WHAT IS REQUIRED:
In the Scott Servais biography, reproduce word for word the passage starting with "A major league" and going on through "and Colorado Rockies.".

TEXT EXCERPT:
Scott Daniel Servais ( ); born June 4, 1967) is an American professional baseball manager and former player who currently manages the Seattle Mariners.  

A major league catcher for eleven seasons, Servais was previously the assistant general manager for the  and director of player development for the Texas Rangers. He played in the National League for the Houston Astros, Chicago Cubs, San Francisco Giants, and Colorado Rockies.

Early years
A native of Coon Valley, Wisconsin, Servais played high school baseball for the Westby Norsemen, and was selected in the second round of the 1985 amateur draft by the New York Mets, but did not sign. He opted to attend Creighton University in Omaha, Nebraska, and played college baseball for the Creighton Bluejays. In 1986, he played collegiate summer baseball with the Orleans Cardinals of the Cape Cod Baseball League. After his junior season, Servais was taken in the third round of the 1988 amateur draft by the Houston Astros.

National teams
Servais was a member of the United States national baseball team while the team competed in the last Amateur World Series before it was renamed the Baseball World Cup in 1986.  Following the Amateur World Series, he played in the 1987 Pan American Games, where they won the silver medal and the 1987 Intercontinental Cup.  Servais was also the back-up catcher for Doug Robbins at the 1988 Olympics in Seoul, where the U.S. won the gold medal, although baseball was only a demonstration event.

Playing career 
Servais began his major league career in 1991 with the Houston Astros, staying with them until the middle of the 1995 season when he was traded along with Luis Gonzalez to the Chicago Cubs for Rick Wilkins.  It was with the Cubs, during the 1998 season, that he played in his only post-season.  After the Cubs lost to the Braves in the National League Division Series as a wildcard team, he signed as a free agent with the San Francisco Giants.

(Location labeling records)
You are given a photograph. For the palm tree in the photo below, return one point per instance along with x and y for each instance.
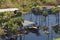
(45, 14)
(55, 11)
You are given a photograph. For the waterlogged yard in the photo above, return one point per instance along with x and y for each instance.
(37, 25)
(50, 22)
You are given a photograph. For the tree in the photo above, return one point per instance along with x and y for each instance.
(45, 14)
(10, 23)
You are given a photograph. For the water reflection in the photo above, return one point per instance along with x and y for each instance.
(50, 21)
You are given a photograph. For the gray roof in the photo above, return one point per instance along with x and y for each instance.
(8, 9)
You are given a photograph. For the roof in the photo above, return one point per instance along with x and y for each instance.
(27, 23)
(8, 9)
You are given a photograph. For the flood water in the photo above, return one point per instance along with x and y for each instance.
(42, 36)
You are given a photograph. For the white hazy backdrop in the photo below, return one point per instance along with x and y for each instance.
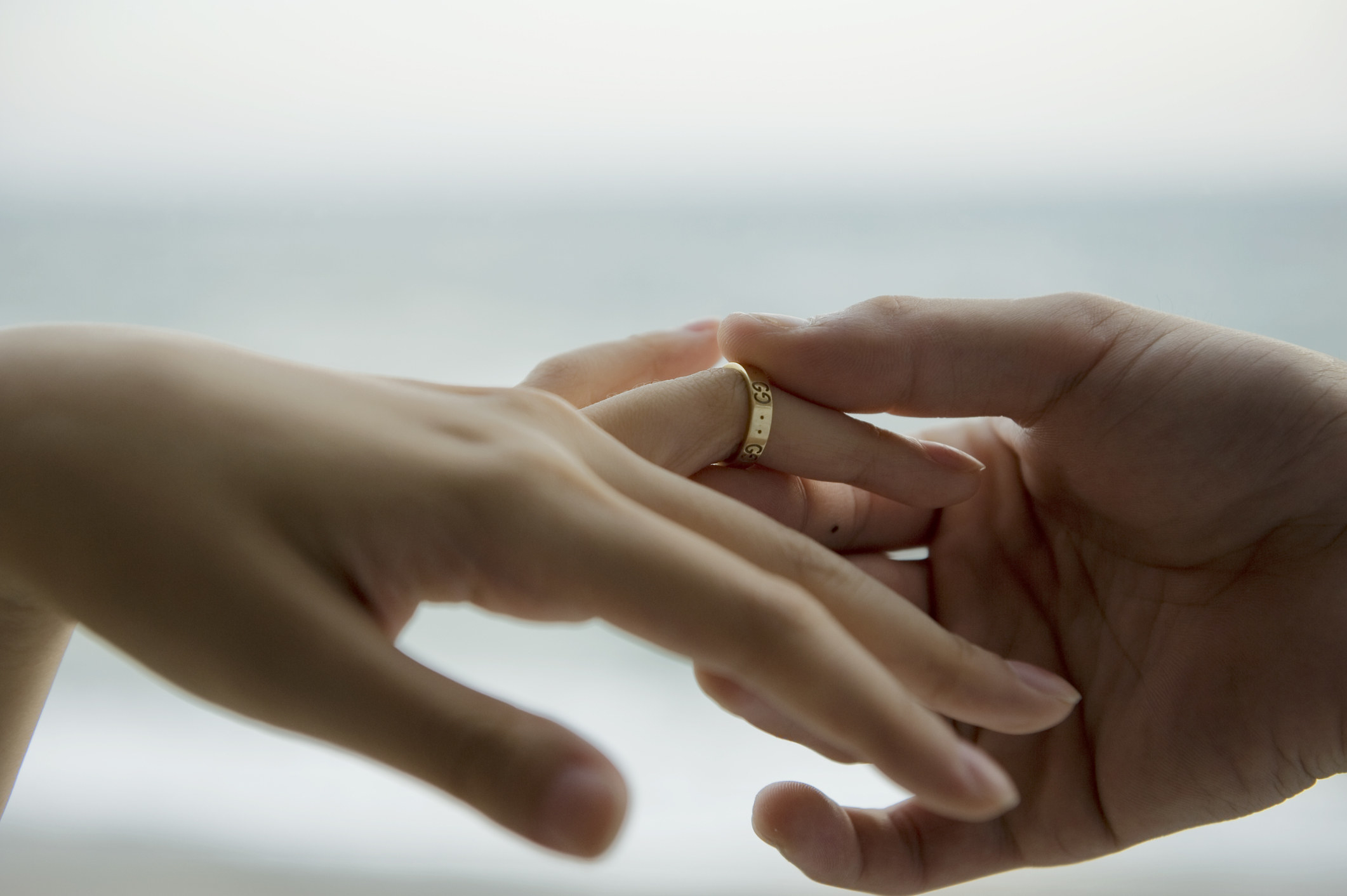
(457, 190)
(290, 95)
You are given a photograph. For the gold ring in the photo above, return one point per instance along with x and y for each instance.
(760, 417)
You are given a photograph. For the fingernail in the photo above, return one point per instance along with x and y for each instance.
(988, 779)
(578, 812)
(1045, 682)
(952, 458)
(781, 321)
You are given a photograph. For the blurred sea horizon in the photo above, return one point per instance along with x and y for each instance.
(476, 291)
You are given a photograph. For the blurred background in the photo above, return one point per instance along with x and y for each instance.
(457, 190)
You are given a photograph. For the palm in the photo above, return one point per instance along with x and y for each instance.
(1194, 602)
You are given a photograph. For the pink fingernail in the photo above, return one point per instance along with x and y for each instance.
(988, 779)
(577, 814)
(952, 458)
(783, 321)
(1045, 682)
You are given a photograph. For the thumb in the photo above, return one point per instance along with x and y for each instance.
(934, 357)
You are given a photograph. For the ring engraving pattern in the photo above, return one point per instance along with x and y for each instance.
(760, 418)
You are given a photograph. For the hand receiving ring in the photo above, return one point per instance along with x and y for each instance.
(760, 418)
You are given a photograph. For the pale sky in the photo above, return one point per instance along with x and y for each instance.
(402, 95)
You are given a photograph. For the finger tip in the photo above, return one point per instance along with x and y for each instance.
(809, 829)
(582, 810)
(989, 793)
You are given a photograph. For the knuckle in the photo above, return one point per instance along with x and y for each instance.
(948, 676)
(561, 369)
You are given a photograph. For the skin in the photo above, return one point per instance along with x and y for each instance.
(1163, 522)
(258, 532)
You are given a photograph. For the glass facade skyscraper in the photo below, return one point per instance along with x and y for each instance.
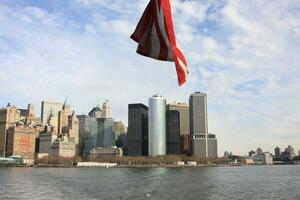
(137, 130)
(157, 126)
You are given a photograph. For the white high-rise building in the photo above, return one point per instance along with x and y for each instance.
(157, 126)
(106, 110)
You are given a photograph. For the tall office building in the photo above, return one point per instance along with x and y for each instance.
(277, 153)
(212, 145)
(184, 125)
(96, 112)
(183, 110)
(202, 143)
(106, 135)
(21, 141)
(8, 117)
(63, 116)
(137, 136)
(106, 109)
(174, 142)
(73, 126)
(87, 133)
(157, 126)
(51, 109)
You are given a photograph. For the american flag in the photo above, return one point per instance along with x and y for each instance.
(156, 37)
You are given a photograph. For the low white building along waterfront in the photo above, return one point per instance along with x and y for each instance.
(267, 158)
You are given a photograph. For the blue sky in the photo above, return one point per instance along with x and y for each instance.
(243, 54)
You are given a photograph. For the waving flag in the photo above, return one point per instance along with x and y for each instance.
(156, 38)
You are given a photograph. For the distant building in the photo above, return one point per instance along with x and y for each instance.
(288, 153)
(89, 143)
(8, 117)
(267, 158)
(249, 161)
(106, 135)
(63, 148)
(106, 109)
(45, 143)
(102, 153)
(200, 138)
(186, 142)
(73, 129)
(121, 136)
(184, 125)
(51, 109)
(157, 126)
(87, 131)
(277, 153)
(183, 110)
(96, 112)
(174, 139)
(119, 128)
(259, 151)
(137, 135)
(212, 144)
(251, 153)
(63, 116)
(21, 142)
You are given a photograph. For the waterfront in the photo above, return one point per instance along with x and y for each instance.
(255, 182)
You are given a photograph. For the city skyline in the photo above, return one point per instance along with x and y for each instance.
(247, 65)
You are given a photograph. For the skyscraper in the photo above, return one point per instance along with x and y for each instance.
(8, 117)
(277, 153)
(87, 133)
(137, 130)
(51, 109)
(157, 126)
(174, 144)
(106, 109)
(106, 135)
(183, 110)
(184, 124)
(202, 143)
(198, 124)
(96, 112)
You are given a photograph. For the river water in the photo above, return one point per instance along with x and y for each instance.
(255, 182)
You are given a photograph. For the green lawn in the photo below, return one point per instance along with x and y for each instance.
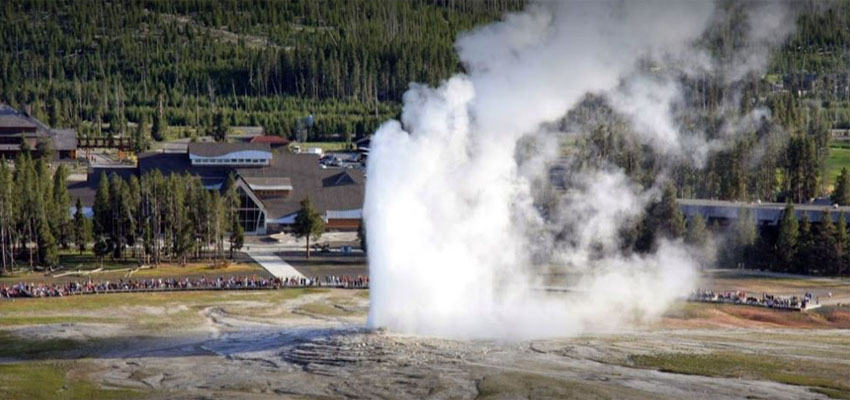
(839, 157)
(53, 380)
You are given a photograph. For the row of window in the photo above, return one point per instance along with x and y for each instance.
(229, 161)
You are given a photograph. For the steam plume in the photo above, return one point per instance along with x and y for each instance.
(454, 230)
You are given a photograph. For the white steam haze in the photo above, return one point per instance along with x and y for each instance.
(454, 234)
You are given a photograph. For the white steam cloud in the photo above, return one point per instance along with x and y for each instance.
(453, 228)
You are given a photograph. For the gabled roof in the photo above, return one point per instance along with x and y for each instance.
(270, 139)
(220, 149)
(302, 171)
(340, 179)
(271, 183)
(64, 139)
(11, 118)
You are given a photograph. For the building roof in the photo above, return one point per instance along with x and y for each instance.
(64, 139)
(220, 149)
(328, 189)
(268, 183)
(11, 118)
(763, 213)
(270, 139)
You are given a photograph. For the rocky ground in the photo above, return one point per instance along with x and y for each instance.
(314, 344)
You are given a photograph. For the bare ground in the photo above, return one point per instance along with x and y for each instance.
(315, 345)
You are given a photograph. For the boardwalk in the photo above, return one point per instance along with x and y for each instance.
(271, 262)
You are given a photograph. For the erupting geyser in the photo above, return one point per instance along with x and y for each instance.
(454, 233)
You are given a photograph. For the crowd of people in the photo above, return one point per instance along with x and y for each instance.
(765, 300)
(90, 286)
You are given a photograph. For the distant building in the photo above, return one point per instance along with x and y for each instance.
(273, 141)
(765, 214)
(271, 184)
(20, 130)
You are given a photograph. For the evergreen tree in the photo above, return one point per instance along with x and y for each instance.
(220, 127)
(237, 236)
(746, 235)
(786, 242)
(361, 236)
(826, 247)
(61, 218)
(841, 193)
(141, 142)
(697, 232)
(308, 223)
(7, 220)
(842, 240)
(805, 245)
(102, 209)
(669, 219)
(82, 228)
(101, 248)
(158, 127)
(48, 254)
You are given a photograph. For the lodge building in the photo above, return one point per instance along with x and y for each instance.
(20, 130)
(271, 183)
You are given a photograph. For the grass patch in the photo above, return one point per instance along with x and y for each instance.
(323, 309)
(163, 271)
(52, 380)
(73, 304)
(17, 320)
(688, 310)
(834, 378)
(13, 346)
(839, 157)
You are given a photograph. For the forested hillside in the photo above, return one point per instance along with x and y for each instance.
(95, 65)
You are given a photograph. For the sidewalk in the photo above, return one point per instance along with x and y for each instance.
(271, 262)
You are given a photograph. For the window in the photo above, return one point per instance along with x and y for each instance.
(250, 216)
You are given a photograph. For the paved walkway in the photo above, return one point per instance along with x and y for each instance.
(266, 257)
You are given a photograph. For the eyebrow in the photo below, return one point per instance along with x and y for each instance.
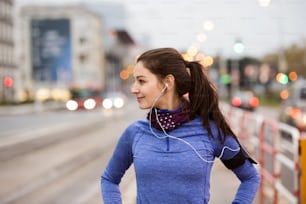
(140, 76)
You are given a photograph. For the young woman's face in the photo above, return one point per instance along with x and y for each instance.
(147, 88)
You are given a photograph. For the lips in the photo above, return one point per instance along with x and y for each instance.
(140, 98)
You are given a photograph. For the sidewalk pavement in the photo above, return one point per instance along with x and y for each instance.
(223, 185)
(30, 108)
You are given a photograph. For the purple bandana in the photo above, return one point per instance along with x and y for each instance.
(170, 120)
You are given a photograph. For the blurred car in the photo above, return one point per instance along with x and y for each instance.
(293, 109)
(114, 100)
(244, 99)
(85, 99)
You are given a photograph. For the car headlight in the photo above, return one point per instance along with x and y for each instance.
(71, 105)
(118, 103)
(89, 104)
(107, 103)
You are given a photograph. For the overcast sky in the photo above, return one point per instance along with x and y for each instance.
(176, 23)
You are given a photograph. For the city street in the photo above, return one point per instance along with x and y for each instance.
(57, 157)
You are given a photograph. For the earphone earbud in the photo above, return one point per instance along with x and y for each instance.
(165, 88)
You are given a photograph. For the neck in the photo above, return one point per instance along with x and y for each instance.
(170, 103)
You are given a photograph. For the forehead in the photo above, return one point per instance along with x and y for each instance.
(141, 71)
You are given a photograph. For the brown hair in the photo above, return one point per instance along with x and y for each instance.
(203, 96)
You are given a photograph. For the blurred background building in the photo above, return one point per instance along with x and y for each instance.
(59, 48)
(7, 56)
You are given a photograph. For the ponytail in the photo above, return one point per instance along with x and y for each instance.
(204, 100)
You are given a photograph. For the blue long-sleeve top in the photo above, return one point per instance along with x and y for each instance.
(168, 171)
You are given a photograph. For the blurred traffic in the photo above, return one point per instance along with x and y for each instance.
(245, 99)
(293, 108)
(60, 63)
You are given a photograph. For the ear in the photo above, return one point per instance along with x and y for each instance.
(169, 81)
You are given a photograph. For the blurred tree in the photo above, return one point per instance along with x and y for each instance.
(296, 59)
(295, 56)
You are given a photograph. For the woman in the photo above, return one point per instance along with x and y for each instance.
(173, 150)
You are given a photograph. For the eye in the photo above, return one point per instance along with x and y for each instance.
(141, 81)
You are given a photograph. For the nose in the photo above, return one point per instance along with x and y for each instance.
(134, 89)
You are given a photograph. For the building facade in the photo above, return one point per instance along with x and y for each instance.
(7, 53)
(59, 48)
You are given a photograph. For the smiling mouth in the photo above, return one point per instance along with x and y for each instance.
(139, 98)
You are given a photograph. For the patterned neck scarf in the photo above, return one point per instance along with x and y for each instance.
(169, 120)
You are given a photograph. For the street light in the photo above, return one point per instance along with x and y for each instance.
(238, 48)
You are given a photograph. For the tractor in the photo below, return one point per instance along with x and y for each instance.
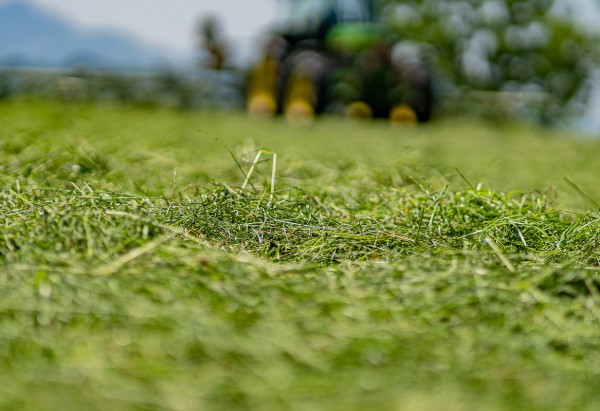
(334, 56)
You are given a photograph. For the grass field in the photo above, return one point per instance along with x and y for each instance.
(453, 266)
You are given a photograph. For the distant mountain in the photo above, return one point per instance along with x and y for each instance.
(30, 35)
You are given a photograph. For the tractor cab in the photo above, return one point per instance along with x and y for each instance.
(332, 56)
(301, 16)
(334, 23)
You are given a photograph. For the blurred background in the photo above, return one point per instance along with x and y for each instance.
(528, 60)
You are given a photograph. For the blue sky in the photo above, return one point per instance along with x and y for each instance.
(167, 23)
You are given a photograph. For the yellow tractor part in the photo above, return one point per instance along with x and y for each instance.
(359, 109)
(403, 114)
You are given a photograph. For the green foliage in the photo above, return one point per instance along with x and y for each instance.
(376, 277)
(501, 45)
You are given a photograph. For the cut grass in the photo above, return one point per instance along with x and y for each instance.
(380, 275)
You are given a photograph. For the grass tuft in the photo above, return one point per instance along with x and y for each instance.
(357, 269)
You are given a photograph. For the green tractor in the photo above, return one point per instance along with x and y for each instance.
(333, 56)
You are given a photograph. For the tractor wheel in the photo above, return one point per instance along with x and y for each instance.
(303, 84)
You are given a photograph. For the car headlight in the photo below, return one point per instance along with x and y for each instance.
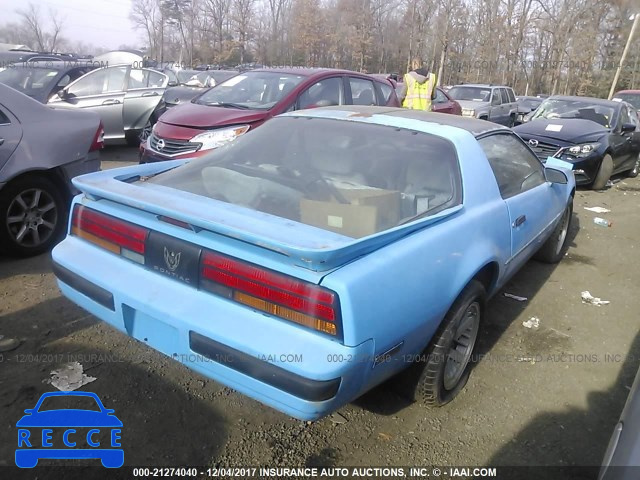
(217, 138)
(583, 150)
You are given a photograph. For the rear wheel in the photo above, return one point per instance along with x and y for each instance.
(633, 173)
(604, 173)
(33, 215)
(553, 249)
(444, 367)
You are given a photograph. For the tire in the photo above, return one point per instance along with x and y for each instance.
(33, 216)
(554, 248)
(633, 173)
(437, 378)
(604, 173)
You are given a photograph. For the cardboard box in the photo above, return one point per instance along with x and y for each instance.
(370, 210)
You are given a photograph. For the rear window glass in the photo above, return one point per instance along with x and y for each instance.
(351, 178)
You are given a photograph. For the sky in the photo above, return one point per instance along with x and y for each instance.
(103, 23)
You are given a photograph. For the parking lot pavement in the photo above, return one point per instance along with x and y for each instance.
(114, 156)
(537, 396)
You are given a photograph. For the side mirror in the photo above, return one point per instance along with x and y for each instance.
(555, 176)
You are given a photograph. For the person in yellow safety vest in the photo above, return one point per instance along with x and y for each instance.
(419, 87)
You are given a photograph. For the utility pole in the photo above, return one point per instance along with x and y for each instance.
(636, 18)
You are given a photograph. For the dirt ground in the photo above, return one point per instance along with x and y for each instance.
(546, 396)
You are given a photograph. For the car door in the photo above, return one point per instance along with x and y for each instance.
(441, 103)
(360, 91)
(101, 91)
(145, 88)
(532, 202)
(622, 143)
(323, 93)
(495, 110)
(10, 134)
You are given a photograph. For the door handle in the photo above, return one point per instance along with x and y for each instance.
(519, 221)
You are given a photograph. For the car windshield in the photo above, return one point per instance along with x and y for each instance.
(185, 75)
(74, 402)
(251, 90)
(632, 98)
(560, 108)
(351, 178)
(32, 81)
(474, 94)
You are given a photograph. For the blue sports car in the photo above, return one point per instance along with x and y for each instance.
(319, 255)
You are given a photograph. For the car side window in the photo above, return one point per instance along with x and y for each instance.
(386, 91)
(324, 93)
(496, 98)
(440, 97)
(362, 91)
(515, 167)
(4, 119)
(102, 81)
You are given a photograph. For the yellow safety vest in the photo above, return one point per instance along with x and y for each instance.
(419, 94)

THE OUTPUT:
A major league catcher for eleven seasons, Servais was previously the assistant general manager for the  and director of player development for the Texas Rangers. He played in the National League for the Houston Astros, Chicago Cubs, San Francisco Giants, and Colorado Rockies.